[Supplied material]
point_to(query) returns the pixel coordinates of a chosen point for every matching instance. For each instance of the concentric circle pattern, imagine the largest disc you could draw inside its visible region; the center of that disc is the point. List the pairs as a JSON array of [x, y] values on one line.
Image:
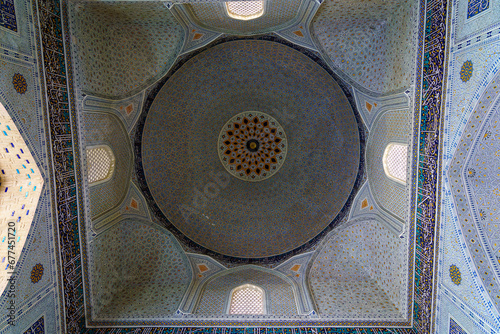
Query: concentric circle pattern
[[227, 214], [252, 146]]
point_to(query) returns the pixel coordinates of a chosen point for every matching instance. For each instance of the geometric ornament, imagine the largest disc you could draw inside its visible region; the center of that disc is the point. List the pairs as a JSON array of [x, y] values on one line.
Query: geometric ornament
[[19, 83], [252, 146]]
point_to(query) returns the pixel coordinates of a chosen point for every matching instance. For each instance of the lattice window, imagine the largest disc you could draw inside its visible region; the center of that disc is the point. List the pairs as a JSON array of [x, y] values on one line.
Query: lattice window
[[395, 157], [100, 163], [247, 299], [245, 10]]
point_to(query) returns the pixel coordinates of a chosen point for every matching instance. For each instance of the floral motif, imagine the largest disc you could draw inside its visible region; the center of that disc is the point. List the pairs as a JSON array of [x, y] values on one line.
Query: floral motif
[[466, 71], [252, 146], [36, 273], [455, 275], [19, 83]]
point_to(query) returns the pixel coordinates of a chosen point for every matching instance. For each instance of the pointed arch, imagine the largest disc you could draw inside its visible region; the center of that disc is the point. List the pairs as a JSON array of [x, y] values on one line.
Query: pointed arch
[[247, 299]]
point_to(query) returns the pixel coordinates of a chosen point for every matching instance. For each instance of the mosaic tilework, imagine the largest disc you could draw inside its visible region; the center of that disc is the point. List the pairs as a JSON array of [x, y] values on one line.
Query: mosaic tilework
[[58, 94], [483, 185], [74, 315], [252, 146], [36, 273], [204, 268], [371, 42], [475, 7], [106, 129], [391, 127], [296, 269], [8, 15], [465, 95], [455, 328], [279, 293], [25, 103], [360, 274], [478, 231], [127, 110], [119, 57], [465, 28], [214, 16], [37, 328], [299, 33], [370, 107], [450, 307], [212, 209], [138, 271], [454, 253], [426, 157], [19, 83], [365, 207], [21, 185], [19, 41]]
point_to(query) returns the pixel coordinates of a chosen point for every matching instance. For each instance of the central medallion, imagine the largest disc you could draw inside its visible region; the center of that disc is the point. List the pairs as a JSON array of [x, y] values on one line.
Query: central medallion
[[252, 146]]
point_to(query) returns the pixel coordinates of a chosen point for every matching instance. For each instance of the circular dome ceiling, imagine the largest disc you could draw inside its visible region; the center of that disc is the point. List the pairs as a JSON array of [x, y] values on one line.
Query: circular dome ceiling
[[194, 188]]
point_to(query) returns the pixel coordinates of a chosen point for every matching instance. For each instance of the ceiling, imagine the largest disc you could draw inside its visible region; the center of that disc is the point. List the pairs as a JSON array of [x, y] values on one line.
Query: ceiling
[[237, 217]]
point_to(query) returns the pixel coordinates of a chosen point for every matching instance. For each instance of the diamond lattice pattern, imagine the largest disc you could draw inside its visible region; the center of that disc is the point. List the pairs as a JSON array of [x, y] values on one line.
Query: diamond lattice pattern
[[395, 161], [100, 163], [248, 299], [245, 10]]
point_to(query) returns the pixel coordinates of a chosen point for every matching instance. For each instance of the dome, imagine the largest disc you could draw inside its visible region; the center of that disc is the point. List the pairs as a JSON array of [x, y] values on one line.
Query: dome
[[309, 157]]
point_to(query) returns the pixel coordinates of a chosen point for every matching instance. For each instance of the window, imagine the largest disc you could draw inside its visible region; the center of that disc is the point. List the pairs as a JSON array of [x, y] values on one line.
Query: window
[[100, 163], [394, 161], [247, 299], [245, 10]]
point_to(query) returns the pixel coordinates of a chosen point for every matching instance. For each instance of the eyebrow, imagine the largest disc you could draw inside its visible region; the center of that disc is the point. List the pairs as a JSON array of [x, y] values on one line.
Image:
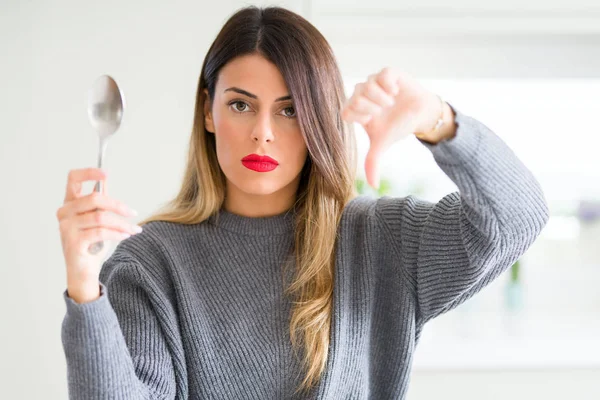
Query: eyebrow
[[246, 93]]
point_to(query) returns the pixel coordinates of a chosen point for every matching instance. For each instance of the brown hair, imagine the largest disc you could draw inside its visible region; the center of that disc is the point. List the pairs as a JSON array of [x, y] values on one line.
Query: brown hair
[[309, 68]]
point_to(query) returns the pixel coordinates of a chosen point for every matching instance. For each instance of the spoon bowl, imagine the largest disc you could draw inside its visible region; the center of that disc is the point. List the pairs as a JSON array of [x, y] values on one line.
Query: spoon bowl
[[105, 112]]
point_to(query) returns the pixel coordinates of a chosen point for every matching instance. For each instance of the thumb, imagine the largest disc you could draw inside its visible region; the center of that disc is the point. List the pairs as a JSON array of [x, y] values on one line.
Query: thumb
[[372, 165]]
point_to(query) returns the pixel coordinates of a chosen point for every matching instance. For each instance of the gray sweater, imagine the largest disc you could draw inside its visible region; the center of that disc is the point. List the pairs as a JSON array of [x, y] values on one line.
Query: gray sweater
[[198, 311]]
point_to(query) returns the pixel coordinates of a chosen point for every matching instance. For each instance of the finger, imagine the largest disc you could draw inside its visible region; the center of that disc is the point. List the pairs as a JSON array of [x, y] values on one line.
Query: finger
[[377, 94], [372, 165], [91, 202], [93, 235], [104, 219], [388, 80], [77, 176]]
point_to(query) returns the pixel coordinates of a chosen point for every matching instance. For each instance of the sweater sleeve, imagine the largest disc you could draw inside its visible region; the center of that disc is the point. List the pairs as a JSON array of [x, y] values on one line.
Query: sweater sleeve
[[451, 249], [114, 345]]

[What needs to be done] Please give back every item above word for word, leaving out the pictures.

[Right answer]
point_to(query) returns the pixel coordinates of a chosen point for every matching instance. For each instance of the concentric circle pattern, imagine the largest disc you could draw inside its visible region; the center of that disc is the point. List the pairs as a JSON array of [x, y] values on one line.
Image:
Query: concentric circle pattern
[[227, 214], [252, 146]]
point_to(query) returns the pixel coordinates of a chosen point for every matching instance. For each instance of the geometric ornament, imagine the largest disc you could draw inside its visible region; the center of that disc is the point. List the pairs as a JSON array of [x, y] values on one line.
Query: geometric ornament
[[19, 83], [252, 146]]
point_to(query) returns the pixel coordinates of a chosen point for every matching instance. For each instance of the lattice window, imagine the largest disc you could draw inside its visible region; the center of that disc is the point. List the pairs as a JSON array of [x, y] values on one line.
Query: lattice window
[[395, 157], [100, 163], [247, 299], [245, 10]]
point_to(query) returns the pixel coordinates of a chosen point for every matching instance. For each instance of the floral motif, imagine the largest disc you could draw inside its visible region; the center of that disc is the point. List the pairs as a JSON array of [x, y] values on one line.
Query: floral motif
[[466, 71], [252, 146], [36, 273], [455, 275], [19, 83]]
point_to(query) returns the pixel coordinates of a chosen point for every matching instance. For each instance of the pointed arch, imagine the largest disc you could draw inside its visible region; the center of that disc is the point. List the pairs as a JSON array of [x, y] values on one line.
Query: pointed arch
[[247, 299]]
point_to(query) returns the pixel coordinates of a chosen point for every matching instance. For each instance of the mosaic tilework, imagine the largest disc you could draw inside its visible region; the center of that disc is the point. List the pairs as a JSON array of [x, y] values on one line.
Query: mosaic tilework
[[58, 94], [483, 185], [74, 315], [252, 146], [36, 273], [204, 268], [371, 42], [475, 7], [106, 129], [391, 127], [296, 269], [8, 15], [465, 95], [455, 328], [279, 293], [25, 103], [360, 274], [478, 231], [127, 110], [119, 57], [465, 28], [214, 16], [37, 328], [299, 33], [370, 107], [450, 307], [212, 209], [138, 271], [454, 253], [426, 157], [19, 83], [365, 207], [21, 185], [19, 41]]
point_to(query) returns the pixel coordinates of a chosen point for every matching instance. For each instance of the central medallion, imagine the largest disc you could draw inside its visible region; the center of that disc is the point. List the pairs as a JSON array of [x, y] values on one line.
Query: central medallion
[[252, 146]]
point_to(query) returns the pixel coordinates of a chosen point for every matching instance. For each instance of the circular dome ceiling, imagine the largest disc you could draw inside its visible region; the center of that disc is the point. List the pairs as a JSON array of [x, y] values on one line.
Query: circular dome ceiling
[[194, 188]]
point_to(query) returns the pixel coordinates of a chosen point for every matching instance. For each instance of the ceiling, imagine the largest disc you could draw inside its visible region; the center of that disc is the point. List the pairs as a JSON array of [x, y] values on one line.
Query: ceiling
[[237, 217]]
point_to(query) returns the pixel coordinates of a chosen point for every matching instance. For each instance of the diamond lattice pattern, imagine the largest disc you could draw inside its visible region; the center of that disc is the point. List the pairs as a JSON array of [x, y] values on one line.
Query: diamond lattice pattern
[[395, 161], [100, 163], [248, 299], [245, 10]]
point_to(query) returns the pixel coordinates of a chosen point for every matching instance. For each instance of the dome, imagine the largest disc you could draw inside its visible region; the center of that disc is the point. List the pairs as a JSON array of [x, y] values on one line.
Query: dome
[[309, 157]]
point_to(query) returns the pixel coordinates of a chosen point for every matching instance. For each instance of the window, imagine the largest disc you could draw inside its visible region; the center of that disc is the point. List the pairs as a JSON array of [x, y] values on one line.
Query: window
[[100, 163], [394, 161], [247, 299], [245, 10]]
point_to(query) returns the pixel coordinates of a chosen point for every matching instance. For each instance of the eyebrow, imagine the largest disc you could draw inside its visible region; the center of that disc is the point. List the pairs as a JSON array of [x, y] values on one line.
Image:
Query: eyebrow
[[246, 93]]
point_to(query) returns the pixel coordinates of a chosen point for every matching instance. For each instance of the brown hair, imagine the largest disc you could draw inside its visible region; the center of that disc is the point. List the pairs as a JSON array of [x, y] values on one line.
Query: brown hair
[[309, 68]]
point_to(query) returns the pixel coordinates of a chosen point for every matching instance. For each instance of the spoon bowl, imagine the largest disc you could draw inside its visible region; the center of that disc is the point. List the pairs as a JSON array of [x, y] values on one line.
Query: spoon bowl
[[105, 112]]
point_to(query) returns the pixel coordinates of a chosen point for every matching instance. For each instance of the thumb, imagine the largest disc you could draw inside its visible region; the center of that disc is the point. List the pairs as a JSON array of [x, y] values on one line.
Query: thumb
[[372, 165]]
point_to(query) returns the pixel coordinates of a chosen point for every matching instance. For each instance of the gray sweater, imagine the largest disc you could draw inside its visible region; the center of that disc is the point. List the pairs as a JSON array of [x, y] values on one line.
Query: gray sweater
[[198, 311]]
point_to(query) returns the pixel coordinates of a chosen point for every matching instance. For each instance of the finger, imagine the largest disc you could draw inside its visible region; the center of that disc is the point. List the pairs as a JSON array of [x, y] values on one line.
Query: finger
[[377, 94], [372, 165], [91, 202], [93, 235], [104, 219], [388, 80], [77, 176]]
point_to(query) returns the pixel coordinates of a chosen point for every matching instance. For each instance of the sweater sleeve, imagine the largest disc you could draw inside its visible region; the center of that disc is the point. List the pairs as a JSON array of [x, y] values on one line.
Query: sweater sleeve
[[451, 249], [114, 345]]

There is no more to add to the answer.